━━ INFORMATION PROVIDED
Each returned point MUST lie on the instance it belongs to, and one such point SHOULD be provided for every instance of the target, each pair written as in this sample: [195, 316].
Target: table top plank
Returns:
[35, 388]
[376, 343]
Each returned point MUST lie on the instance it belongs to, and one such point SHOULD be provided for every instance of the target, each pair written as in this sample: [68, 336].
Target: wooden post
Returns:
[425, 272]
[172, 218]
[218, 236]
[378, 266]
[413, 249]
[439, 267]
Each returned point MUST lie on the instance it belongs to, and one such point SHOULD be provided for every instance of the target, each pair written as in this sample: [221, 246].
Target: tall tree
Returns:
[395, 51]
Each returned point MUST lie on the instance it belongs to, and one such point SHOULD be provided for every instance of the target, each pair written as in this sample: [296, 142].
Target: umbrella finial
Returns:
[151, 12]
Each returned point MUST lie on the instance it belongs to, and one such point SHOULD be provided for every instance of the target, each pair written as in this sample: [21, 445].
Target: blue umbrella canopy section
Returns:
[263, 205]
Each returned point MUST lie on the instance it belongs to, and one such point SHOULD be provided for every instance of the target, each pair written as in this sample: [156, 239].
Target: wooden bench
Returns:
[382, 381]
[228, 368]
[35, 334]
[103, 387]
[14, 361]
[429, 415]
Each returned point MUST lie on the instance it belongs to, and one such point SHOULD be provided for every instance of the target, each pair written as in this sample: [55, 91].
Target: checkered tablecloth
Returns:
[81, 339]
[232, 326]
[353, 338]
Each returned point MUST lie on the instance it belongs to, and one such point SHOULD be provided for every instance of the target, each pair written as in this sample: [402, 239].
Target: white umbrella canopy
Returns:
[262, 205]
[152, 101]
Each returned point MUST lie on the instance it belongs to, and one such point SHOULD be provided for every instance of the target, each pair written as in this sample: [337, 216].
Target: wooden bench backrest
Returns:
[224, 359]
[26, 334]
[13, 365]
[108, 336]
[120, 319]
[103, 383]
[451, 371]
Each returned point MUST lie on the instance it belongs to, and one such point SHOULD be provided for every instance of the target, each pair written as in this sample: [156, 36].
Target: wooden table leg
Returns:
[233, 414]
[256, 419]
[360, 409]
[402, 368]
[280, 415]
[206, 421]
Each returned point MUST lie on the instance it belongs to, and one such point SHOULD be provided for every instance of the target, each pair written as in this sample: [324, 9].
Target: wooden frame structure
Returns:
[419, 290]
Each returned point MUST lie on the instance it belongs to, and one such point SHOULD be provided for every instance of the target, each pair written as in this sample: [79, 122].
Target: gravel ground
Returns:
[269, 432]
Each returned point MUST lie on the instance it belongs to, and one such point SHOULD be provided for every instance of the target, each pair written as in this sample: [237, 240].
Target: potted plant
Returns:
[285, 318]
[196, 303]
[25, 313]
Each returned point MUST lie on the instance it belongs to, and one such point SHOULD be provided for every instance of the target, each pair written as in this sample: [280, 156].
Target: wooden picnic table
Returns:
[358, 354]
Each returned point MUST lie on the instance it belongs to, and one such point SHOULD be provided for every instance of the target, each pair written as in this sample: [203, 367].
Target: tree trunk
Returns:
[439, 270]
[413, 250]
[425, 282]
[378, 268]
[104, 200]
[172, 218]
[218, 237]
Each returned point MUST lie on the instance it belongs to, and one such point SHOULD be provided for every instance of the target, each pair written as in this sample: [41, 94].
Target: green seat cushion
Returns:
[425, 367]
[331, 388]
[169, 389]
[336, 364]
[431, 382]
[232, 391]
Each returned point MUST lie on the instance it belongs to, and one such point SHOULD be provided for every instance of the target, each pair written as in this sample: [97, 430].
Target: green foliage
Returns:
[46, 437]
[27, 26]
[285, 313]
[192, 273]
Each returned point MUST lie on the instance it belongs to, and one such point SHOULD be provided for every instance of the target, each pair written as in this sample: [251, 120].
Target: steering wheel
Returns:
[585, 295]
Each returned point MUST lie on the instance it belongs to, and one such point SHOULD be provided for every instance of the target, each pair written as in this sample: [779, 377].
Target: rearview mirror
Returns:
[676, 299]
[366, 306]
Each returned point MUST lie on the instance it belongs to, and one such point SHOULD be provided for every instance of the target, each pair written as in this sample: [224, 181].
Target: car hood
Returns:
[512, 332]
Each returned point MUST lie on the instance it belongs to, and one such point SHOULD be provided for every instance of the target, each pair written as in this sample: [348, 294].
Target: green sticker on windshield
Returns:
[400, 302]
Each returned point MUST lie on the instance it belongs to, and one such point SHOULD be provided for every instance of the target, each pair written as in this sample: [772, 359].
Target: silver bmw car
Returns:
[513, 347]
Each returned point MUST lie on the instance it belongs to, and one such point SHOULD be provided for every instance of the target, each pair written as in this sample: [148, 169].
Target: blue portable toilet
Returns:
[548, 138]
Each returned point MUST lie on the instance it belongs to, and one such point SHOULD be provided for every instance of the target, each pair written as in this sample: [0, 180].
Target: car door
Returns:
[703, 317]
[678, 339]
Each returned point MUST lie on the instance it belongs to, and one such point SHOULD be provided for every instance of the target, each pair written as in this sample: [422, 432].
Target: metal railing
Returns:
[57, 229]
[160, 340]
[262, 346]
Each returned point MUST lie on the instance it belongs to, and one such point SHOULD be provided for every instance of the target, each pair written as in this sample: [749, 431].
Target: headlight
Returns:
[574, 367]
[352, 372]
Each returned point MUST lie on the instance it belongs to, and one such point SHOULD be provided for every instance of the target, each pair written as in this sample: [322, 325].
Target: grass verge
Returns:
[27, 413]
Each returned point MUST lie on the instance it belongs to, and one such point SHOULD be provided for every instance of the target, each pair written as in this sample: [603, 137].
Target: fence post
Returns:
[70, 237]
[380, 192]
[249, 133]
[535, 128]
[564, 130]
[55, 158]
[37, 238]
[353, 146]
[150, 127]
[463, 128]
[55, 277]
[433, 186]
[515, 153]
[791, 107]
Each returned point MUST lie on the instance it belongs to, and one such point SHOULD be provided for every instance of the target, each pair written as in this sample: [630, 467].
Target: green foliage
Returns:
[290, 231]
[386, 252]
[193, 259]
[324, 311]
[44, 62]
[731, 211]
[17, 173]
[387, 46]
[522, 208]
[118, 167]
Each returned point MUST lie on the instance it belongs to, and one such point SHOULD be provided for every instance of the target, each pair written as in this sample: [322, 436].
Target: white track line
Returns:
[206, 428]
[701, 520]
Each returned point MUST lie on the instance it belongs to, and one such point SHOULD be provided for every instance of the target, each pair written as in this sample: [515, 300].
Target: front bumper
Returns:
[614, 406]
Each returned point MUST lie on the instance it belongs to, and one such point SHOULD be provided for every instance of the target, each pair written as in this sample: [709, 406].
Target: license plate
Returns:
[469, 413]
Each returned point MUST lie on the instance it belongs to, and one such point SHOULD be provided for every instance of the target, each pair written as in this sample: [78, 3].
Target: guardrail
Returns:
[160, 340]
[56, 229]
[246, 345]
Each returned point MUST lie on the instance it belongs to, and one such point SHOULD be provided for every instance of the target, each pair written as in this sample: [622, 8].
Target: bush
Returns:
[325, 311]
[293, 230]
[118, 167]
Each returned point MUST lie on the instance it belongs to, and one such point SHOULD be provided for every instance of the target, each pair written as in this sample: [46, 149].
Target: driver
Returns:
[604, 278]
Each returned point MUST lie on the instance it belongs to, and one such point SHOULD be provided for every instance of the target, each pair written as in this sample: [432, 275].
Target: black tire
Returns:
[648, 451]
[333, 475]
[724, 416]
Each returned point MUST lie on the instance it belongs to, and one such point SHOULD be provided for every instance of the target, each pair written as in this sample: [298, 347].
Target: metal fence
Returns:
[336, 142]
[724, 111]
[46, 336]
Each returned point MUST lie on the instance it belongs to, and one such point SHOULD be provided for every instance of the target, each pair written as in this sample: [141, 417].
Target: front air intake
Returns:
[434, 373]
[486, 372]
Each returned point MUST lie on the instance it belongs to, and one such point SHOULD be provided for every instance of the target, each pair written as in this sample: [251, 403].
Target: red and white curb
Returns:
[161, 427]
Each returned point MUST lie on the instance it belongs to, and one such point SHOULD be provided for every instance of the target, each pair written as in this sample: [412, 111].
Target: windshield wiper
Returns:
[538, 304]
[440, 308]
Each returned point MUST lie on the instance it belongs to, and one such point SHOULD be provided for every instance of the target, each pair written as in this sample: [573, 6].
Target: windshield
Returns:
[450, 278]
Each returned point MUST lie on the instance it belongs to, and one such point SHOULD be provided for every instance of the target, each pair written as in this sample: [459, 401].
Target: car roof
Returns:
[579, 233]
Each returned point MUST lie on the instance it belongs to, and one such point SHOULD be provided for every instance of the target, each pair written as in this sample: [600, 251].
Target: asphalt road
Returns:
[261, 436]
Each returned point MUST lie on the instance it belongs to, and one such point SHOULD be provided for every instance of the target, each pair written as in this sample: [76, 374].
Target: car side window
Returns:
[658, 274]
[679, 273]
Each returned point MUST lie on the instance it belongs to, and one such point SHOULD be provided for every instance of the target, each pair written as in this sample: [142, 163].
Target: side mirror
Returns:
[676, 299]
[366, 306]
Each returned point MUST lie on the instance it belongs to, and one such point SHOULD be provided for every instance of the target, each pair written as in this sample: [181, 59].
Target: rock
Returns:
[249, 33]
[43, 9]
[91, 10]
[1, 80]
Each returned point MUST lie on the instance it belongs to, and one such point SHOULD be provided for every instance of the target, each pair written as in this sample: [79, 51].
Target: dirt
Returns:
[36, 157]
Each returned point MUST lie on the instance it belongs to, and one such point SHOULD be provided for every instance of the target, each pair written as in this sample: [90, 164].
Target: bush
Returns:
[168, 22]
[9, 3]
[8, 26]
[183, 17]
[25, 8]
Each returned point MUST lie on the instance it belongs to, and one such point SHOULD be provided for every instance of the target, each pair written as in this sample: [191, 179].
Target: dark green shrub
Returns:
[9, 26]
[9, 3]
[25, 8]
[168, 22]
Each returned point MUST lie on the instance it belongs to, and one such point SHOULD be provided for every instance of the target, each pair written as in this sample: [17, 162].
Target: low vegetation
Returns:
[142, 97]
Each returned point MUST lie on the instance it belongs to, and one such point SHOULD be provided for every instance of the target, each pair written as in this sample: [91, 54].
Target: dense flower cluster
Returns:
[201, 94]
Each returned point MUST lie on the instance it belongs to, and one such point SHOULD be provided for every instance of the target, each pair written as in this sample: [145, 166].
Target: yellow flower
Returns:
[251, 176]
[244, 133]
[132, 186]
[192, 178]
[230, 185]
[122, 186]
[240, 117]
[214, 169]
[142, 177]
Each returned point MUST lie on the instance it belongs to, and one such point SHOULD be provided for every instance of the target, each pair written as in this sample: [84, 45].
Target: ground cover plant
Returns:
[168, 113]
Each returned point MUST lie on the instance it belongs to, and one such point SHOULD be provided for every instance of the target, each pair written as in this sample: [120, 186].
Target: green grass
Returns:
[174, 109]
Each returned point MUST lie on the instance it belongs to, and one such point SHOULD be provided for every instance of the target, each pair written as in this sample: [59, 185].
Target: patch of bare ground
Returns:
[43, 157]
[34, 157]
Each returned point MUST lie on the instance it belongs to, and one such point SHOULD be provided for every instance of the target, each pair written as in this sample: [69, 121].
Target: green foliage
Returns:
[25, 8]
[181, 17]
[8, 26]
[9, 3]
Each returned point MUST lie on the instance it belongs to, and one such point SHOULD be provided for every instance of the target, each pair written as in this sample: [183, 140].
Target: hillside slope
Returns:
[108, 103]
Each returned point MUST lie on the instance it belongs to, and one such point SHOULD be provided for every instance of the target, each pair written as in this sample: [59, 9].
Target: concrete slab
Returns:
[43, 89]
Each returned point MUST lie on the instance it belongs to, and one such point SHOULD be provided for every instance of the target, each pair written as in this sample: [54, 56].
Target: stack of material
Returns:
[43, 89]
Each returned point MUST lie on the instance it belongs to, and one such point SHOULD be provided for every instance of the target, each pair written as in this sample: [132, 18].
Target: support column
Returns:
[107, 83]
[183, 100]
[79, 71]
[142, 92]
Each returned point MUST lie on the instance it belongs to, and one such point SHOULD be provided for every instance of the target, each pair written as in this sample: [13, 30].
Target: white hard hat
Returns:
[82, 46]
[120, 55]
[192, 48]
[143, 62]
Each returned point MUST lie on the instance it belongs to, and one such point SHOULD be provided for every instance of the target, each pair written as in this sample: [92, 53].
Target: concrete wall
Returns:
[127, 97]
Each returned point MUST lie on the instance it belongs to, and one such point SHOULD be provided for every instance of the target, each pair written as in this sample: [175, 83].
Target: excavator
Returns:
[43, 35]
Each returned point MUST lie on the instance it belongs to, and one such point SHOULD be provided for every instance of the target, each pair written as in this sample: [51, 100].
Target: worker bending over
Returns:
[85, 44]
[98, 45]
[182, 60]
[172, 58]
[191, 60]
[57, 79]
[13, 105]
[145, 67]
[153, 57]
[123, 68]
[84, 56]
━━━━
*WHAT IS NEEDED*. Lines holding the word "post" are the answer; copy every one from the records above.

*OUTPUT OF THE EXERCISE*.
Target: wooden post
Target: fence post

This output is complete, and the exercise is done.